=== Available data ===
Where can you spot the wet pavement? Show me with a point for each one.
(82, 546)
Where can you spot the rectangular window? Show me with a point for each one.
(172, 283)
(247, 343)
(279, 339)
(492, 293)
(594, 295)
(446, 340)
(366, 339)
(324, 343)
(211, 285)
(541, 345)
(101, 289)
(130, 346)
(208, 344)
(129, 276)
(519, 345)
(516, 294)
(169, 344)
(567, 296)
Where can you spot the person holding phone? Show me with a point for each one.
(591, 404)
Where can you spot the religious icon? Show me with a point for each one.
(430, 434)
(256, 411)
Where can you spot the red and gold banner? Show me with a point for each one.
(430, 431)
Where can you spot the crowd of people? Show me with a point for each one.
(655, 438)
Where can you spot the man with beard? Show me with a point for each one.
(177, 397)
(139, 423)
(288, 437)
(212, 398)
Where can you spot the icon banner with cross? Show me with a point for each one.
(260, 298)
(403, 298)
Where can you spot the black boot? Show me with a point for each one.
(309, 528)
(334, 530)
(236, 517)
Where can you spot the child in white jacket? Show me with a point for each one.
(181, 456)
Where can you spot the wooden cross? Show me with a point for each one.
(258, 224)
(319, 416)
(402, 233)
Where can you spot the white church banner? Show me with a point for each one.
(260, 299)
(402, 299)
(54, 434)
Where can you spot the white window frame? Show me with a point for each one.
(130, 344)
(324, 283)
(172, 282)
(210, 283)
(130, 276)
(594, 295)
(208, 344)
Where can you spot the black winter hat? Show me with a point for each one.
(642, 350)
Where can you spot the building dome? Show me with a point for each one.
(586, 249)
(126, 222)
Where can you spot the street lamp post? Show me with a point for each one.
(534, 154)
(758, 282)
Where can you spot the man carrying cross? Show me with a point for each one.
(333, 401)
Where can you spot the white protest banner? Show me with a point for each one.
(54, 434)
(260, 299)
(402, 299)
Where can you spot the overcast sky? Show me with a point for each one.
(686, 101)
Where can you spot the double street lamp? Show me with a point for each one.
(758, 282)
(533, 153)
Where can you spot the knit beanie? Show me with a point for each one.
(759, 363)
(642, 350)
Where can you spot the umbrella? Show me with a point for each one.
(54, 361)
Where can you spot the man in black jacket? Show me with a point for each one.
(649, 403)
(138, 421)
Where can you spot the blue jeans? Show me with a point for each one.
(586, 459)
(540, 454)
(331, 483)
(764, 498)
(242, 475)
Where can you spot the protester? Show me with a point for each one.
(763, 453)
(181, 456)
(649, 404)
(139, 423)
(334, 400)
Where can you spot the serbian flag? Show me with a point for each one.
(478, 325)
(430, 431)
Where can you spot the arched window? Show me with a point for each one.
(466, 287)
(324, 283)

=== Work instructions ===
Give back exactly the lines that run from the line with "Where can you spot the building" through the close of the material, counting both ends, and nothing more.

=== Task answer ===
Where can you spot the building dome? Show me with a point for each one.
(586, 249)
(126, 222)
Where can you spot the street lamp post? Show me with a point for each one.
(534, 154)
(758, 282)
Where can you spot the man carrying cross? Show me with a point for each one.
(333, 401)
Where can you spot the white protest banner? Show me with a point for each one.
(54, 434)
(260, 299)
(402, 299)
Where can you spot the overcast sky? Show me with a point for each one.
(686, 101)
Where can you spot the double street lamp? Show me with a point for each one.
(758, 282)
(533, 153)
Where can you spot the knit beanie? Show me with a point for each one.
(759, 363)
(642, 350)
Where can you spot the umbrella? Show me with a point for each one.
(54, 361)
Where can you spot the man in black jacket? Show me with a point for each one.
(649, 403)
(138, 421)
Where can you spot the blue jeans? Show me with a point for each one.
(586, 459)
(540, 454)
(331, 483)
(764, 498)
(242, 475)
Where can you spot the protester? Show me with a point for each one.
(763, 453)
(181, 456)
(649, 404)
(139, 423)
(334, 400)
Where can you spot the serbian flag? Show me with a point for each one.
(478, 325)
(430, 431)
Where can you spot the arched window? Show me with a point for each one.
(466, 287)
(324, 283)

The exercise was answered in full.